-- START --

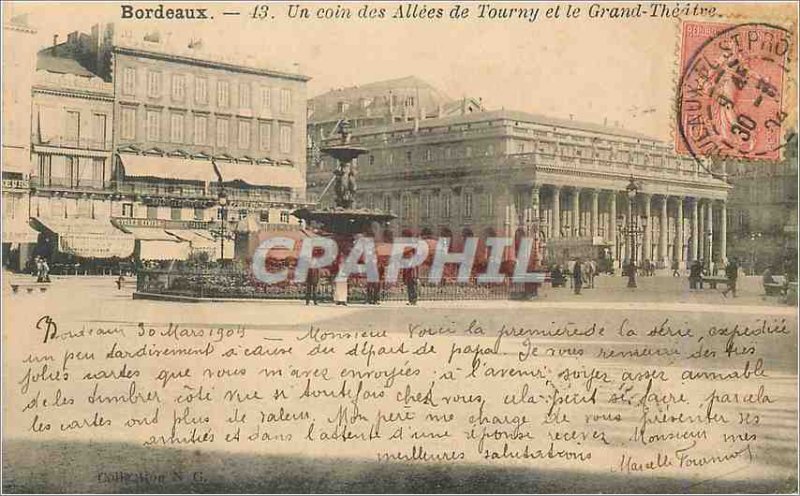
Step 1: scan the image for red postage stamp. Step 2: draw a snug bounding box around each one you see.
[675,22,794,160]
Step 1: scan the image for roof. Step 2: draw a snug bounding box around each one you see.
[309,76,453,122]
[36,43,97,77]
[215,162,305,188]
[353,110,661,143]
[119,154,219,182]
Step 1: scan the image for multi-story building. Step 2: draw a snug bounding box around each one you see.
[2,17,38,270]
[308,103,729,272]
[727,131,797,274]
[18,25,308,268]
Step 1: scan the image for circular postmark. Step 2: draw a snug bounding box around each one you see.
[676,23,793,160]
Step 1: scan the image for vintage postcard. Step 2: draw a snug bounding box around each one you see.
[1,0,798,494]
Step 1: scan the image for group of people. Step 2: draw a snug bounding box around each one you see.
[305,266,419,306]
[34,257,50,282]
[550,259,597,294]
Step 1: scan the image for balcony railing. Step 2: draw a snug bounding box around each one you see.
[32,135,111,151]
[30,176,108,190]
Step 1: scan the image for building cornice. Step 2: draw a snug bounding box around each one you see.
[114,46,311,82]
[33,85,114,103]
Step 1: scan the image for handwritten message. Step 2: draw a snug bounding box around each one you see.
[6,315,796,492]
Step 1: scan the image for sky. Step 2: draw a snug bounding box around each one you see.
[4,2,797,141]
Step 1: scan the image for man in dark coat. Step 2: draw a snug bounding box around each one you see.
[306,268,319,305]
[572,260,583,294]
[722,259,739,298]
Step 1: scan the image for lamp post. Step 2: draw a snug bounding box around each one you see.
[217,189,228,265]
[617,176,647,288]
[750,232,761,276]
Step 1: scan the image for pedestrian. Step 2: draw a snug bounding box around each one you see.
[722,259,739,298]
[42,258,50,282]
[572,260,583,294]
[689,260,703,289]
[306,267,319,305]
[403,267,419,306]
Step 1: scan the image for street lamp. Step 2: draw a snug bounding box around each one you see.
[217,189,228,265]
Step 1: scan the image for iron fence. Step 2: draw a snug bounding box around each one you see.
[136,269,536,303]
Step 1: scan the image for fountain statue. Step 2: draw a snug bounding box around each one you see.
[292,120,395,236]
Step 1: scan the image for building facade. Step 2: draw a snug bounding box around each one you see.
[726,132,798,275]
[2,17,38,270]
[11,25,308,265]
[308,107,729,266]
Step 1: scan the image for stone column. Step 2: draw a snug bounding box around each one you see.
[641,193,653,262]
[697,198,706,261]
[706,201,714,270]
[719,200,728,263]
[675,196,685,268]
[589,189,600,237]
[658,195,670,268]
[571,188,581,238]
[608,191,619,262]
[623,192,636,260]
[689,198,700,262]
[551,186,561,238]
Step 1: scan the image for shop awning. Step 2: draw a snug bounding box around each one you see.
[34,217,134,258]
[216,162,304,188]
[3,146,31,176]
[119,154,219,182]
[3,219,39,243]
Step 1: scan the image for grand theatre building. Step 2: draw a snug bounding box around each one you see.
[307,82,730,267]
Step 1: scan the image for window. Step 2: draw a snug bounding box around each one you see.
[147,110,161,141]
[170,114,184,143]
[442,193,451,219]
[281,126,292,153]
[194,115,208,145]
[194,78,208,103]
[63,157,78,186]
[217,119,228,146]
[92,114,106,143]
[122,67,136,95]
[485,193,494,217]
[122,108,136,139]
[65,111,81,145]
[92,158,106,186]
[261,88,272,110]
[147,71,161,98]
[258,122,272,150]
[217,81,230,107]
[463,192,472,218]
[403,195,411,219]
[281,88,292,113]
[172,74,186,102]
[239,121,250,148]
[239,83,250,108]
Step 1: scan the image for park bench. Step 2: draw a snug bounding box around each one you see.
[10,282,49,293]
[700,276,730,289]
[763,276,787,296]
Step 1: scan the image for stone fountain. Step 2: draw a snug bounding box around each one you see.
[292,120,396,236]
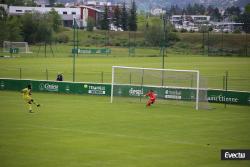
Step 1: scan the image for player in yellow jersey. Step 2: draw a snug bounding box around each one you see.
[21,85,40,113]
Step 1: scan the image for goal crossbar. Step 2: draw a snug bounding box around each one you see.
[110,66,200,110]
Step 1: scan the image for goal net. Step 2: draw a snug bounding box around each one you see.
[111,66,208,110]
[3,41,31,53]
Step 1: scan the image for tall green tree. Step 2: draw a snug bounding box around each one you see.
[49,8,62,32]
[239,4,250,33]
[49,0,57,6]
[224,6,241,21]
[244,3,250,13]
[100,5,109,30]
[113,5,121,28]
[121,2,128,31]
[1,0,25,6]
[128,0,137,31]
[0,7,8,44]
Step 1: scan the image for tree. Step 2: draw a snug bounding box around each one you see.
[128,0,137,31]
[207,6,222,21]
[121,2,128,31]
[49,0,57,6]
[113,5,121,28]
[87,18,95,31]
[6,16,22,41]
[1,0,25,6]
[100,5,109,30]
[49,8,62,32]
[245,3,250,13]
[36,14,53,43]
[224,6,241,21]
[0,7,8,44]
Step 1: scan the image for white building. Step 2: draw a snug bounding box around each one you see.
[9,6,82,27]
[170,15,210,31]
[150,8,166,16]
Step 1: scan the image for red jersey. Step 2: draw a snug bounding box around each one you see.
[146,92,156,100]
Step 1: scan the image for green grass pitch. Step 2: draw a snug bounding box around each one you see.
[0,91,250,167]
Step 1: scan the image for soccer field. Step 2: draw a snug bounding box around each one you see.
[0,91,250,167]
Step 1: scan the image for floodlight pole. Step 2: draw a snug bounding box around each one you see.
[73,18,78,82]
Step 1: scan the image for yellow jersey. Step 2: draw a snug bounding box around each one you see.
[22,88,31,98]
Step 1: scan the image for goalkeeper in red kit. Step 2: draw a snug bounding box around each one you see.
[144,90,156,107]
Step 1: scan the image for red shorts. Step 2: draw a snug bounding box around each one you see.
[149,99,155,103]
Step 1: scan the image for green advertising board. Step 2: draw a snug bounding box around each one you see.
[0,78,250,105]
[72,48,111,54]
[9,48,19,54]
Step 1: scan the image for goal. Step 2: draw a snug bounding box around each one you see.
[111,66,208,110]
[3,41,31,53]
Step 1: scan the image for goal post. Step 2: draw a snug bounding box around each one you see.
[3,41,31,53]
[110,66,206,110]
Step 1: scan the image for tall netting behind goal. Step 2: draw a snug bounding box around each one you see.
[111,66,208,110]
[3,41,31,53]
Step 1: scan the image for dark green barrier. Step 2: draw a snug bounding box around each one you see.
[0,79,250,105]
[207,90,250,105]
[72,48,111,54]
[0,79,111,96]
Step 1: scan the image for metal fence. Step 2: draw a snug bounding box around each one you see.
[0,68,250,91]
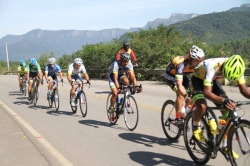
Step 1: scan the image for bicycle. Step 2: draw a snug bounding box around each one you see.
[48,82,63,111]
[30,78,39,106]
[161,75,215,142]
[184,101,250,166]
[106,84,142,131]
[70,82,90,117]
[21,76,27,96]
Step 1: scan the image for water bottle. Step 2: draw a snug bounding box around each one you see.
[116,96,121,106]
[208,117,217,135]
[217,119,227,134]
[75,90,78,98]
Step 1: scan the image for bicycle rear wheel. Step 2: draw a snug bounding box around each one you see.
[183,112,211,165]
[227,120,250,166]
[79,91,88,117]
[69,93,77,113]
[33,86,39,106]
[52,89,59,111]
[123,95,139,131]
[106,93,119,125]
[161,100,182,142]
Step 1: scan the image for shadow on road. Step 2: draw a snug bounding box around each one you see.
[9,91,23,96]
[128,151,195,166]
[79,120,129,131]
[95,91,111,94]
[119,133,185,150]
[46,108,75,116]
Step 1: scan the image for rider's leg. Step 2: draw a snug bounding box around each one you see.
[19,77,23,91]
[192,92,207,142]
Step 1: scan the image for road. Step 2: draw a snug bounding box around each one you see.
[0,75,250,166]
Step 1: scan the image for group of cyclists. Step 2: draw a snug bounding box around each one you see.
[18,42,250,162]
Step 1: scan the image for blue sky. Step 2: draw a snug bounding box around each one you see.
[0,0,250,38]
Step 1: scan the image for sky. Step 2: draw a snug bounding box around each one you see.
[0,0,250,39]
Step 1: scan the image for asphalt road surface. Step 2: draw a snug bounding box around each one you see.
[0,75,250,166]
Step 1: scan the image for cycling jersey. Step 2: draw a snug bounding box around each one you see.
[115,48,137,62]
[165,56,194,91]
[68,63,87,76]
[17,65,28,76]
[45,64,61,78]
[108,61,133,89]
[28,63,41,73]
[194,58,245,86]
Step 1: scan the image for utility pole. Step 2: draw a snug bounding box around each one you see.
[6,42,9,71]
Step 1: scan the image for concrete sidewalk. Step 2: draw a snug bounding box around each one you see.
[0,106,49,166]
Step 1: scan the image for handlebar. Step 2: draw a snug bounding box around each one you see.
[219,101,250,119]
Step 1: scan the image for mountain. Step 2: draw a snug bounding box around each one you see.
[171,7,250,43]
[143,13,199,29]
[0,4,250,60]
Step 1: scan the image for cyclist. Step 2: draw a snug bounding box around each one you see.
[115,41,138,67]
[45,58,63,99]
[108,52,141,121]
[27,58,43,100]
[192,55,250,158]
[165,46,205,124]
[67,58,90,106]
[17,60,28,91]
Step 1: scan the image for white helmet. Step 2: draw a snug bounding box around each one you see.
[49,58,56,64]
[74,58,82,65]
[189,46,205,60]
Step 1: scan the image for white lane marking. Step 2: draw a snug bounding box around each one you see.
[0,100,73,166]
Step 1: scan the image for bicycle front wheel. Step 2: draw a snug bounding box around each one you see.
[183,112,211,165]
[106,93,119,125]
[226,120,250,166]
[123,95,139,131]
[52,89,59,111]
[79,91,88,117]
[161,100,182,142]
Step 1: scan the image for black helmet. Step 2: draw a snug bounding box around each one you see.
[123,41,130,48]
[120,52,130,61]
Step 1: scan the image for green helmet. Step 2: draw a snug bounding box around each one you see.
[222,55,245,80]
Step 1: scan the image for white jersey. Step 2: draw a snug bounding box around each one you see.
[68,63,87,75]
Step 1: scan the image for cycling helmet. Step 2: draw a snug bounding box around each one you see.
[30,58,37,65]
[222,55,245,80]
[123,41,130,48]
[74,58,82,65]
[120,52,130,61]
[20,60,26,67]
[189,46,205,60]
[49,58,56,64]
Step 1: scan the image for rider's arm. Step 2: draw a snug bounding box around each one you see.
[113,73,120,89]
[130,49,137,63]
[115,50,122,61]
[175,79,187,96]
[67,74,72,82]
[238,78,250,99]
[83,73,89,82]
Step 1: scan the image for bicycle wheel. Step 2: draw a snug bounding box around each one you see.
[183,112,211,165]
[122,95,139,131]
[227,120,250,166]
[161,100,182,142]
[52,89,59,111]
[79,91,88,117]
[106,93,119,125]
[33,86,39,106]
[69,93,77,113]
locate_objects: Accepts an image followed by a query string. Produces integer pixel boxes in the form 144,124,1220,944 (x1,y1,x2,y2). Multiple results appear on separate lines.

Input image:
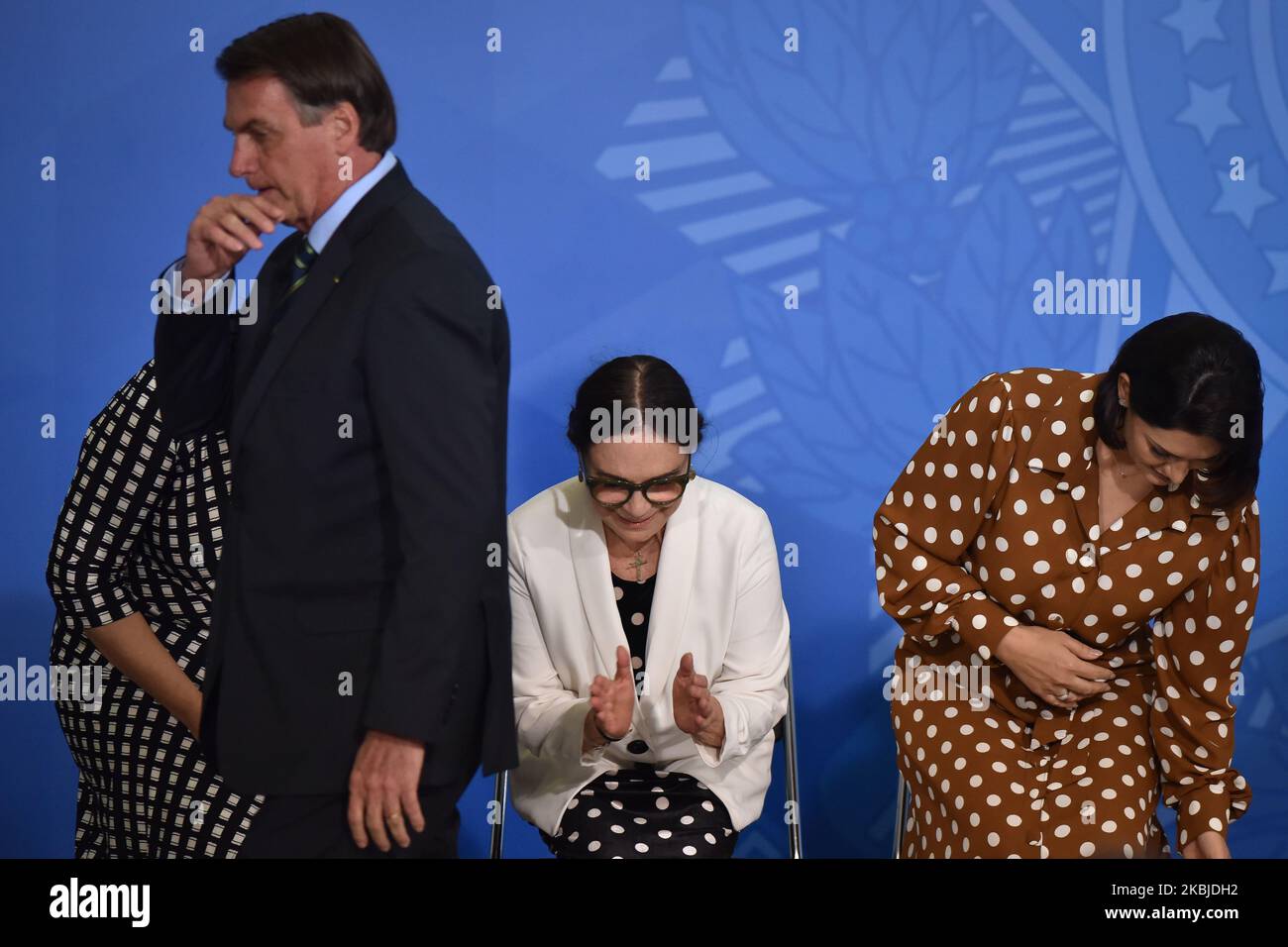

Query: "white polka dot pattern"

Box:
873,368,1261,857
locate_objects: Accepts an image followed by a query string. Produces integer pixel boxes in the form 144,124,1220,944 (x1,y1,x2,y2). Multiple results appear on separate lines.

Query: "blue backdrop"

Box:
0,0,1288,857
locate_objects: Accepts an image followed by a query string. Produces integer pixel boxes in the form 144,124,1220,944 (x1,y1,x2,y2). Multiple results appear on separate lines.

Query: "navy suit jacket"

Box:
156,162,518,793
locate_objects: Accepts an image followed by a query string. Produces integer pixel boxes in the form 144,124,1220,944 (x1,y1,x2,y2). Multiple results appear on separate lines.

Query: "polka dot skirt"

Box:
538,575,738,858
873,368,1261,858
538,764,738,858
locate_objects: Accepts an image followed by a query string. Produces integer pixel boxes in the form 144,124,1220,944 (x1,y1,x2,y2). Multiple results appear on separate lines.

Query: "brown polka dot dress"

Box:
873,368,1259,858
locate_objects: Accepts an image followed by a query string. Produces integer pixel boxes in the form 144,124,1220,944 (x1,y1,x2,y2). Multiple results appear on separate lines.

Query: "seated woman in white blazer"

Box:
509,356,789,858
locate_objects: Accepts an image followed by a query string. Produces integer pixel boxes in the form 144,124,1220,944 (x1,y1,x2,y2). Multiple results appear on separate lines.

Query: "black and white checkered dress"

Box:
47,362,263,858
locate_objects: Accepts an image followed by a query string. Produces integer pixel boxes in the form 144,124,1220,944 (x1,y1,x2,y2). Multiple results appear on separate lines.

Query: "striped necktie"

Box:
282,237,318,301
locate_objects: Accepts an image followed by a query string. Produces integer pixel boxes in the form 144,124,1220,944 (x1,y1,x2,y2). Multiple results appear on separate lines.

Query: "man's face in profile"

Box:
224,76,336,231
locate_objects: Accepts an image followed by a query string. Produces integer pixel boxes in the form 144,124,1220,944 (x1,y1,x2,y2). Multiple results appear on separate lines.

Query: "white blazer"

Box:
509,476,789,835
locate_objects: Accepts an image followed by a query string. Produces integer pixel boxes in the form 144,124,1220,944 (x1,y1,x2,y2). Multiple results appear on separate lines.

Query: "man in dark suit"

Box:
156,13,518,857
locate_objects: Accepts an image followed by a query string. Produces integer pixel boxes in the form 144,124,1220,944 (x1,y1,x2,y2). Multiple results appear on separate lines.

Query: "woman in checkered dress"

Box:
46,361,263,858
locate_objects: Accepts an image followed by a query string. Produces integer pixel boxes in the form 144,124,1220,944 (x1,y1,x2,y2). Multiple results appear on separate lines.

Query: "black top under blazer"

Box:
156,162,518,793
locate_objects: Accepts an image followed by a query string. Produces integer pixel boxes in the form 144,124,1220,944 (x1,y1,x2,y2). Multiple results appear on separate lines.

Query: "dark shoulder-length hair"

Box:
566,356,707,456
215,13,398,154
1095,312,1266,509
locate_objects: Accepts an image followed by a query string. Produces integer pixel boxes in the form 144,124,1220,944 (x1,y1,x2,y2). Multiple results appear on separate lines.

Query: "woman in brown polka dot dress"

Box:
873,313,1263,858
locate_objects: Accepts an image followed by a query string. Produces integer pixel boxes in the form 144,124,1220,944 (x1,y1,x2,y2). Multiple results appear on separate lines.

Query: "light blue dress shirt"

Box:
162,151,398,313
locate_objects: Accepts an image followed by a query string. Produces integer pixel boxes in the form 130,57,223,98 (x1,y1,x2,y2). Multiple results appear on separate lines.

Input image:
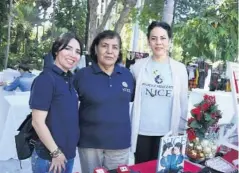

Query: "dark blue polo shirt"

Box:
29,65,79,159
74,64,134,149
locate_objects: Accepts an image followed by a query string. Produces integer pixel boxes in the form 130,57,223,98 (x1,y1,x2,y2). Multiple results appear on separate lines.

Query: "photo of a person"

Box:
171,142,184,173
160,142,173,173
157,142,184,173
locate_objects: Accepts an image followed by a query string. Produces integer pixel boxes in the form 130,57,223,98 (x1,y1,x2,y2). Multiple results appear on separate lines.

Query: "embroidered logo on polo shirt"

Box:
122,82,131,93
122,82,128,88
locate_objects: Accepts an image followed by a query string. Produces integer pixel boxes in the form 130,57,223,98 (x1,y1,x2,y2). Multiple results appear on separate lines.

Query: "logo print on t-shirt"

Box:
154,75,163,84
122,82,128,88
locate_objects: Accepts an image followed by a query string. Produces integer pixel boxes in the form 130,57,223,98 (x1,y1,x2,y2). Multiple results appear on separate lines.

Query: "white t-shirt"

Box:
139,59,173,136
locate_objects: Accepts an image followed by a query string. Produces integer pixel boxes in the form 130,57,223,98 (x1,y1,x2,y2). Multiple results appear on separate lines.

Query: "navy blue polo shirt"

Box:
74,64,135,149
29,65,80,159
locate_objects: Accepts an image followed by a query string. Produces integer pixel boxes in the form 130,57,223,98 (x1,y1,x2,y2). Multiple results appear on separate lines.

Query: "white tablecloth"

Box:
0,94,31,160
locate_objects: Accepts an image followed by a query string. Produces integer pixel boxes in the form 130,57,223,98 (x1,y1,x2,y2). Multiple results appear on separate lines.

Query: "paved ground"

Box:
0,153,81,173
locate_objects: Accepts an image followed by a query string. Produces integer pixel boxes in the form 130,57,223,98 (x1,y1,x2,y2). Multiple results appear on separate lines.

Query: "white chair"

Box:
14,91,30,95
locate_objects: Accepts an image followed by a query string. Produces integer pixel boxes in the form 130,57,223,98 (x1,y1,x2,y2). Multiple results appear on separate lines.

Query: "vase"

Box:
186,138,217,164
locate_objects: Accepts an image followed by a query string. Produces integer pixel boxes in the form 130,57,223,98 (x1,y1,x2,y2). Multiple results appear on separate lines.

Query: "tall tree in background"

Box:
86,0,137,50
162,0,176,26
4,0,13,69
174,0,238,61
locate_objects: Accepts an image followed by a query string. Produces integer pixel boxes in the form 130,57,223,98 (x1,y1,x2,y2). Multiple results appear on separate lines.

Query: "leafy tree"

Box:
174,0,238,61
55,0,87,44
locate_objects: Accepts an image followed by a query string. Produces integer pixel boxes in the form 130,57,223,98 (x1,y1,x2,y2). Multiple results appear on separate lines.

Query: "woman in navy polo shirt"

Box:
29,33,81,173
74,30,134,173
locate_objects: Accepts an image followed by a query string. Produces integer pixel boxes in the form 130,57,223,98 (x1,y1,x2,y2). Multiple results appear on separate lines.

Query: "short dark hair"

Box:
147,21,172,39
90,30,122,63
18,63,30,72
51,32,83,60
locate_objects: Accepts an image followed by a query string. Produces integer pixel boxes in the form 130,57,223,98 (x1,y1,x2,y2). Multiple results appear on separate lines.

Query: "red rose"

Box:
187,128,197,142
188,117,195,126
210,112,217,119
201,102,210,111
191,107,202,121
191,107,201,115
204,95,216,105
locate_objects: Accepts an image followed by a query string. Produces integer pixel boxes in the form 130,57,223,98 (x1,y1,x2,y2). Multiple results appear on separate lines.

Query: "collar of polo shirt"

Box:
92,63,123,73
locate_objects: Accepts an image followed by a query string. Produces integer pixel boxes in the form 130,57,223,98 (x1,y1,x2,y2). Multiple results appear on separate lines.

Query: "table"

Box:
0,94,31,160
110,150,238,173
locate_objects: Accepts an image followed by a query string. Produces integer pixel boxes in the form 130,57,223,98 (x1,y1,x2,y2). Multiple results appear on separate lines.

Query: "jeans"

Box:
78,148,129,173
31,150,74,173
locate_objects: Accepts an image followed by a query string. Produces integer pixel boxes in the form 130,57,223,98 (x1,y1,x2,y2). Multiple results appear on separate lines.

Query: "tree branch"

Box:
96,0,117,33
114,0,137,33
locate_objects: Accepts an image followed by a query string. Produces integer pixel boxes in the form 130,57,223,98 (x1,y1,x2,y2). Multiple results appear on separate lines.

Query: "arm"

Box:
3,77,20,91
29,73,66,173
32,109,58,152
179,66,188,132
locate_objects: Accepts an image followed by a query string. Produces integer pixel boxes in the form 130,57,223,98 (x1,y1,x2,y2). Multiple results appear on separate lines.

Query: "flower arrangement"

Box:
186,95,222,163
187,95,222,142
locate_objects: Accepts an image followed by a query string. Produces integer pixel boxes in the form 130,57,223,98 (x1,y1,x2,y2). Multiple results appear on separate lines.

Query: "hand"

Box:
49,153,67,173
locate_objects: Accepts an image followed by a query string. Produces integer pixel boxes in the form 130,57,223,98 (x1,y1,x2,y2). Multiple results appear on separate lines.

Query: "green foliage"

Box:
174,0,238,61
174,0,214,23
55,0,87,42
130,0,164,33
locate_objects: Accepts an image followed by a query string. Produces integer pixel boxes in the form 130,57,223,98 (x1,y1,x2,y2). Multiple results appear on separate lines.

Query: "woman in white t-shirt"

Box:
131,21,188,163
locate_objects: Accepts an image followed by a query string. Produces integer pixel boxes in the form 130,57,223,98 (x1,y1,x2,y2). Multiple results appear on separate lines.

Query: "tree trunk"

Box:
114,0,137,33
97,0,117,33
4,0,12,69
86,0,99,51
51,0,56,42
162,0,175,26
85,1,90,51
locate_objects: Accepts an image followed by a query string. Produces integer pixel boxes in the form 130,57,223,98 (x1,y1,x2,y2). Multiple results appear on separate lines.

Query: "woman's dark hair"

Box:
162,142,173,155
51,32,83,60
90,30,122,63
18,63,30,72
147,21,172,39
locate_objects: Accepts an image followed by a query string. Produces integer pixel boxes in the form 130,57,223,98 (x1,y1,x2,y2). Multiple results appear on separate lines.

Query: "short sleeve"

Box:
29,73,54,111
73,70,83,101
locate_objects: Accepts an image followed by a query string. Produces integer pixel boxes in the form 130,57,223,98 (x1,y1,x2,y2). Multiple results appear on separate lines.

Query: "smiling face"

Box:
95,37,120,67
148,27,170,57
55,38,81,72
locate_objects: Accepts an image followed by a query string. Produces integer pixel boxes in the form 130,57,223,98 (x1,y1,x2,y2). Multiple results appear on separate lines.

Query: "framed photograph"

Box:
156,135,187,173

-- END --

Quote the rows from the line with "Step 1: scan the image for goal net." to the line with "[22,88,31,98]", both included, word for word.

▶ [Finished task]
Step 1: scan the image for goal net. Step 2: draw a snug bounding box around each one you see.
[111,66,208,110]
[3,41,31,53]
Step 1: scan the image for tall green tree. Step 2: draw a snug bounding box around each one you see.
[49,8,62,32]
[239,4,250,33]
[49,0,57,6]
[224,6,241,21]
[244,3,250,13]
[100,5,109,30]
[113,5,121,28]
[121,2,128,31]
[1,0,25,6]
[128,0,137,31]
[0,7,8,44]
Step 1: scan the image for tree. Step 2: draw a snug bounding box around each one you see.
[128,0,137,31]
[207,6,222,21]
[121,2,128,31]
[49,0,57,6]
[113,5,121,28]
[87,18,95,31]
[6,16,22,41]
[1,0,25,6]
[100,5,109,30]
[49,8,62,32]
[245,3,250,13]
[36,14,53,43]
[224,6,241,21]
[0,7,8,44]
Step 1: scan the image for white building. Step 2: draw a snug bounding box around each one you see.
[9,6,82,27]
[170,15,210,31]
[150,8,166,16]
Step 1: scan the image for red jersey. Step 2: draw a snug bounding box around each one you see.
[146,92,156,100]
Step 1: scan the image for green grass pitch. Step 2: draw a snug bounding box around each one you see.
[0,91,250,167]
Step 1: scan the image for soccer field. Step 2: draw a snug bounding box around each one you see.
[0,91,250,167]
Step 1: scan the image for floodlight pole. Step 2: draw a snug bounding box around each one you see.
[73,18,78,82]
Step 1: scan the image for yellow jersey. Step 2: draw a snug bounding box around each one you see.
[22,88,31,98]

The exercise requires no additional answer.